**RECORDS TO PROCESS:**
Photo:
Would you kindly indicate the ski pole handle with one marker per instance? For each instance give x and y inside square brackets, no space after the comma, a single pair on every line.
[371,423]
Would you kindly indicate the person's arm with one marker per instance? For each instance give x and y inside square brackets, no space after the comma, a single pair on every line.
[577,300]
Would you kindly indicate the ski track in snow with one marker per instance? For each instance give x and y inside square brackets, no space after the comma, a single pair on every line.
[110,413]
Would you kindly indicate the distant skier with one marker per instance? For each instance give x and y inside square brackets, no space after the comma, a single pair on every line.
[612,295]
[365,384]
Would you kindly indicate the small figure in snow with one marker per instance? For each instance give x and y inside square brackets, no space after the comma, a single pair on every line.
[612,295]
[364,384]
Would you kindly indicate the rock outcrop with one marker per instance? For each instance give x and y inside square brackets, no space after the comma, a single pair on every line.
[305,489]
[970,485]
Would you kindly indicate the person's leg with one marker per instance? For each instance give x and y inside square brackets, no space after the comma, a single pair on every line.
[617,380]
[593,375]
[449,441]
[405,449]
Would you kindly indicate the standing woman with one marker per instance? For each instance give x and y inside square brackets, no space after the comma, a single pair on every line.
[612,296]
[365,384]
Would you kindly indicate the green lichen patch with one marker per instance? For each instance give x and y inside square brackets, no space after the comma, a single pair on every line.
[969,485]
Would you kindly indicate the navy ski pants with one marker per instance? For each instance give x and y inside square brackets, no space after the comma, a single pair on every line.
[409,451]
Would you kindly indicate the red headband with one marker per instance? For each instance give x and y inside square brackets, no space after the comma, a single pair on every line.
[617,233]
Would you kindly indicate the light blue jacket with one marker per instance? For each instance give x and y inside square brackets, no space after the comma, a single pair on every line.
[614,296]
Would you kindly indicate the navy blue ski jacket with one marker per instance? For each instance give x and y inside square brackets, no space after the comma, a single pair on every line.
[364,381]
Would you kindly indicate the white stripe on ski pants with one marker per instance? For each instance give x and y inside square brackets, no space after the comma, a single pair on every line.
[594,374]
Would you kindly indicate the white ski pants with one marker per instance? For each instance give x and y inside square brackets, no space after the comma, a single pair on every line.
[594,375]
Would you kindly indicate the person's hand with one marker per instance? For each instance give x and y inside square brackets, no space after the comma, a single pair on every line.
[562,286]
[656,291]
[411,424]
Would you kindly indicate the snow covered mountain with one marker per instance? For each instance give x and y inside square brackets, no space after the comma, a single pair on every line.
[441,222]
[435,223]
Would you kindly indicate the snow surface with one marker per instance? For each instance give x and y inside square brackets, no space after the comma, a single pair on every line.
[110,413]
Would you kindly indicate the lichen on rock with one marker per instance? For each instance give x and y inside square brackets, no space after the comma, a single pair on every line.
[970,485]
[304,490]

**GOAL:**
Emit the records above again, exactly, with no line skipped.

**RESULT BELOW:**
Photo:
Would you kindly indicate the ski pole handle with one marker per instance? For each instance give x and y inside square brackets, no space after the comma, a single pair on every line.
[371,423]
Would you kindly indicate the person's arm with one marker per instance? For each instance give x and y inside square brackets, no space after the comma, a single pair on every line.
[577,300]
Would you kindly indicate the ski track in snow with one marker per instance? For each instance give x and y inside square brackets, no space after the comma, a single pair on every line.
[110,413]
Would you kindly indicate the distant skier with one marker per instance? For each instance give x and y inside square brackets, no space after the comma, a single pair on every line.
[612,295]
[365,384]
Would you kindly indicate the small figure in snow with one marker per instance? For each instance give x and y inside square brackets, no space after the comma, a single pair on every line.
[612,295]
[364,384]
Would you kindly indicate the rock outcrop with one marker per instance? For each instance give x and y inside square brackets, no space after the comma, a single pair on every line.
[305,489]
[970,485]
Would you kindly indicate the person's leg with one marker per instance? For each instance give x and y inside square brackets, no space after the comma, a single pair on every line.
[617,380]
[593,375]
[449,441]
[405,449]
Would you kindly indicate the standing woman with one marker per instance? For each instance give x and y inside square brackets, no space after the comma, a single pair on every line.
[612,296]
[365,384]
Would you kindly indicate the green lichen patch with one marker per instance? For each instance give x and y inside square brackets, no space after the comma, a single pair on every line.
[969,485]
Would you kindly indicate the navy ski pants with one marker per instance? For each instance give x and y inside square brackets, no space after the comma, a single pair on every line.
[409,451]
Would you kindly indicate the red headband with one marker per instance? For each instance give x and y inside square brackets, no space after the comma, a single pair on every line.
[617,233]
Would you kindly indicate the light blue jacket with one marker per instance? For each instance give x and y inside square brackets, no space after the comma, a single pair on every line.
[614,296]
Would you kindly indicate the navy blue ski jacket with one marker per instance? For each instance give x and y inside square brackets, no space after the comma, a single pair on every line.
[364,381]
Would you kindly indicate the white stripe on ski pants with one marker per instance? For each instance give x and y inside square brackets, no space after the comma, a single pair on every line.
[594,374]
Would you kindly indicate the white ski pants with one marker per instance? For each instance give x and y inside square brackets, no space after the comma, a single pair on every line.
[594,375]
Would you kindly indicate the person's hand with one marker per instance? For each instance give x and y inside square brackets, no space after the comma, a single pair on every line.
[562,286]
[656,291]
[411,424]
Would you kindly indicate the snow covered mountain with one marker per instance? For each instance give x and y inside square brackets, no space after the comma, a single pair on every line.
[441,222]
[435,223]
Would you kindly indicate the snow surface with one marker per instance? For each instance give x and y inside square brackets, no space after the comma, a single pair on every line.
[110,413]
Would you kindly indicate the lichen on rock with one marker per instance? For each instance give x and y inside square brackets, no space after the comma, a single pair on every line.
[970,485]
[304,490]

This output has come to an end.